Set down exactly the lines below between the line holding "Annotation task — mark the white cumulus" and the line holding "Annotation task — mark the white cloud", inclusive; no other line belongs in the answer.

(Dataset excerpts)
------
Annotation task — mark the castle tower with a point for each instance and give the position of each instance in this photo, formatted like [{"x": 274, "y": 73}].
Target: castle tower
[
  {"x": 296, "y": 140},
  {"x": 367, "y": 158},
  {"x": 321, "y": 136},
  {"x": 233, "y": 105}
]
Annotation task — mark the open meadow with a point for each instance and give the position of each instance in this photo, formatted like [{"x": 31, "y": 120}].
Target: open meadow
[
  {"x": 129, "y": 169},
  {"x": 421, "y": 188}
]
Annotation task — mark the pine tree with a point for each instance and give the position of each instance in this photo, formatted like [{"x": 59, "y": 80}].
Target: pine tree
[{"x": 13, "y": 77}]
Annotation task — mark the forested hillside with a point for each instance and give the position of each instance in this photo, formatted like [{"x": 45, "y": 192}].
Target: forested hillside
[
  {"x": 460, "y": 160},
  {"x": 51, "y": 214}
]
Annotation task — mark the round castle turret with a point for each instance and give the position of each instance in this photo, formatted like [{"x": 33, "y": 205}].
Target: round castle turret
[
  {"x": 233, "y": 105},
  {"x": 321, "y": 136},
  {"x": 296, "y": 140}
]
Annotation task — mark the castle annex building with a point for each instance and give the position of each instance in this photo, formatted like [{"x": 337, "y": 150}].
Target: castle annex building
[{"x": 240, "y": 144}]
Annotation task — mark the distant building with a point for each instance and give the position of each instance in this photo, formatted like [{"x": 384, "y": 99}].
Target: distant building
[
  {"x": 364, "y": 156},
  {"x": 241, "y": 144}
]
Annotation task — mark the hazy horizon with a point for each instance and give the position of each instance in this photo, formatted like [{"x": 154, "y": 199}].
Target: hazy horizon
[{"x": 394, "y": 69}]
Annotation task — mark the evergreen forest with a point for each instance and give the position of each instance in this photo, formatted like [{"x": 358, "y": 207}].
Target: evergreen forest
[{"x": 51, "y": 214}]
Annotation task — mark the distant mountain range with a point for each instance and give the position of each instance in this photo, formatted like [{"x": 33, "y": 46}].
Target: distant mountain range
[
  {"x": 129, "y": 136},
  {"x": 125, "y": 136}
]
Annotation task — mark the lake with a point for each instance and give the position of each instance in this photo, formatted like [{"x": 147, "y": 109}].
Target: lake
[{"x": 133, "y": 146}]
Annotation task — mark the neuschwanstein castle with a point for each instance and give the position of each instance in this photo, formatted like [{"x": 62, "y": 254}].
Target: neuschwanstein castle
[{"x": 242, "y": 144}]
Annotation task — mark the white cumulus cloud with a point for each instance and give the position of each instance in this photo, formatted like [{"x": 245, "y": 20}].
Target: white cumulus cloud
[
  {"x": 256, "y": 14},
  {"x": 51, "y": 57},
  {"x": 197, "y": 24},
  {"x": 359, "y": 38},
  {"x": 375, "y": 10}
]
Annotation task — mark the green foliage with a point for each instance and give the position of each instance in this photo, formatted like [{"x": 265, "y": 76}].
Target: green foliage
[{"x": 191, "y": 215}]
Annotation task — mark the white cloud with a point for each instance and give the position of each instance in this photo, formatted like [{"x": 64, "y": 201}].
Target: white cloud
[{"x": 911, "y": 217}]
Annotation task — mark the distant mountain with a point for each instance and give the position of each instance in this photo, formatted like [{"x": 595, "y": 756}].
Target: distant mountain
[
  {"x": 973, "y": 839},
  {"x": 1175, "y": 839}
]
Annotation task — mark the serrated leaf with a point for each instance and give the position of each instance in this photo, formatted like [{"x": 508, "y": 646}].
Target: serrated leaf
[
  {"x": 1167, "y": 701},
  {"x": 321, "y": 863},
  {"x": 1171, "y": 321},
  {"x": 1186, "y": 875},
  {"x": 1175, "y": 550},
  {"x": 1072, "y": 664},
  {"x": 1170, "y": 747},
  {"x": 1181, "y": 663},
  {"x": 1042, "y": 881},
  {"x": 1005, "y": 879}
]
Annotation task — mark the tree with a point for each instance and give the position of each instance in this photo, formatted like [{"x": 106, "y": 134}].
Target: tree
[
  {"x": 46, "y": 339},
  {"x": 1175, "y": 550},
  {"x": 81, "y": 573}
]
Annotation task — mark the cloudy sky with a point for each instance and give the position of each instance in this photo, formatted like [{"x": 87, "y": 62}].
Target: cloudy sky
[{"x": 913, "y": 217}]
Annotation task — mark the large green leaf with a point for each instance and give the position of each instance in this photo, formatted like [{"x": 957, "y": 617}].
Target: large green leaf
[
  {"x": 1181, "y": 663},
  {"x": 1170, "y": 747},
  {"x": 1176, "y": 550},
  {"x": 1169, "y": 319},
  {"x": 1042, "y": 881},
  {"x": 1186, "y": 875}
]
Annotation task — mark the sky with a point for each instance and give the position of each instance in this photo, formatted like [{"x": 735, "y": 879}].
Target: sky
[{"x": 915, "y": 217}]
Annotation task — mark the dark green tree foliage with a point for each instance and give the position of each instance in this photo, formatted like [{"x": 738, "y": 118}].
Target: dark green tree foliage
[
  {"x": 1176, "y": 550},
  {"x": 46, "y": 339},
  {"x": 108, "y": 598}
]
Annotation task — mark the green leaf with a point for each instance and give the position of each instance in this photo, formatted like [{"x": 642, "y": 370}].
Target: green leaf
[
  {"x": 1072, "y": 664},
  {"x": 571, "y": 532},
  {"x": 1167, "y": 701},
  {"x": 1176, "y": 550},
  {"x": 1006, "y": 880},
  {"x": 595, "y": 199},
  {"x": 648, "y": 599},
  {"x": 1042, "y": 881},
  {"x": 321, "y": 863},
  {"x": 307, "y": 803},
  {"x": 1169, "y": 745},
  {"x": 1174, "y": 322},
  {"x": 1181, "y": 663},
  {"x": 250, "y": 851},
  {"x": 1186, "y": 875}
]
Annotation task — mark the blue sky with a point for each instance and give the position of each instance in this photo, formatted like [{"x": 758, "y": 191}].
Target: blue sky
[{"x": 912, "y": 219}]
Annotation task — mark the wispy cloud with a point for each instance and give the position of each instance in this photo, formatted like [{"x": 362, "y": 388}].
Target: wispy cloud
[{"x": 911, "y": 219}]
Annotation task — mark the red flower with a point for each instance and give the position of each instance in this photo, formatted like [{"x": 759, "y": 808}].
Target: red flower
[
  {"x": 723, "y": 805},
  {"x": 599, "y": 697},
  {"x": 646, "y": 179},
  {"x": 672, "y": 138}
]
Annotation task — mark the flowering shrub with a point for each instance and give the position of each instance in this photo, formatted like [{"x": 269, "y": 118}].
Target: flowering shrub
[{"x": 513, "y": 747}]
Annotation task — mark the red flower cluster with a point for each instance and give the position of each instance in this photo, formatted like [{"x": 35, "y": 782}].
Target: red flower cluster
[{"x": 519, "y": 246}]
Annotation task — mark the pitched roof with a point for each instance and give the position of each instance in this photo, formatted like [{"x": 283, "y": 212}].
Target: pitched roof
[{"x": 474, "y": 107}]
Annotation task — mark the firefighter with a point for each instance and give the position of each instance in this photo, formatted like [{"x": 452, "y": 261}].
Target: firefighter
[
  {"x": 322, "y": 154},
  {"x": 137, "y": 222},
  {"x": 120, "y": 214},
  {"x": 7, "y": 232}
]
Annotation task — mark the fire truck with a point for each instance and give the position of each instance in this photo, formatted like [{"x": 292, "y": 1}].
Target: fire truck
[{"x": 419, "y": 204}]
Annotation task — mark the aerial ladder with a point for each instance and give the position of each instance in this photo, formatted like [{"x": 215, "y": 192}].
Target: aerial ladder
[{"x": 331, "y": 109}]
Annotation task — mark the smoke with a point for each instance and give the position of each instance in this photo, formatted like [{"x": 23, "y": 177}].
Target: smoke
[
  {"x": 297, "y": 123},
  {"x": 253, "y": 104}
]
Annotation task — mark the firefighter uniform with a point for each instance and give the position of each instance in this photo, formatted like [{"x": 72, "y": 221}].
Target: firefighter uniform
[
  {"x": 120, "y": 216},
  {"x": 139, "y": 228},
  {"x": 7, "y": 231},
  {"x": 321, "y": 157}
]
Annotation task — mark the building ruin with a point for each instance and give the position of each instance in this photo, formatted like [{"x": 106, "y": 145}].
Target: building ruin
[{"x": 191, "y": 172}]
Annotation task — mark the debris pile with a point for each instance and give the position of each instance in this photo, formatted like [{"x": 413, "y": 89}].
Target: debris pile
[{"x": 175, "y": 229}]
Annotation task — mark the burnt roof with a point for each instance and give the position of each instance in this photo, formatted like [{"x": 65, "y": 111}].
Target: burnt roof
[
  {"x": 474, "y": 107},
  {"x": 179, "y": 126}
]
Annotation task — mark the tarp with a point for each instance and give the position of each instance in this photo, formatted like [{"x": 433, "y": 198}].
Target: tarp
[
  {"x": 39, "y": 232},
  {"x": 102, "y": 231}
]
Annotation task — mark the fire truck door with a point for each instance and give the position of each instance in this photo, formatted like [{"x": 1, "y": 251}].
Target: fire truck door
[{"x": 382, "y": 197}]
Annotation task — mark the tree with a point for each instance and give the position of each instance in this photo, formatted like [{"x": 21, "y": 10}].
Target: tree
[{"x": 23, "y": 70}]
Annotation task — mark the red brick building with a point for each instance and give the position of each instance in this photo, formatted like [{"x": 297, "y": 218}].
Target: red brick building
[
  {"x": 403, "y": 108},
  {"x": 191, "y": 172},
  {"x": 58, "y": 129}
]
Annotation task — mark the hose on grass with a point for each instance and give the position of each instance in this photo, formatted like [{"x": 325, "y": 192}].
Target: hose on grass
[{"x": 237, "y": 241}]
------
*Response:*
Annotation task — mark the white cumulus cloud with a point for each instance and give the position of each instance in this photo, formatted like [{"x": 245, "y": 20}].
Target: white cumulus cloud
[
  {"x": 256, "y": 14},
  {"x": 51, "y": 57},
  {"x": 197, "y": 24},
  {"x": 359, "y": 38},
  {"x": 375, "y": 10}
]
Annotation task — mark the green foliage with a point for each instance and give the position of each instance in this photo, formatted like [{"x": 265, "y": 76}].
Target: green foliage
[{"x": 191, "y": 215}]
Annotation task — mark the white cloud with a point for each instance and give the position of each instance in this photo, formatted like [{"x": 64, "y": 201}].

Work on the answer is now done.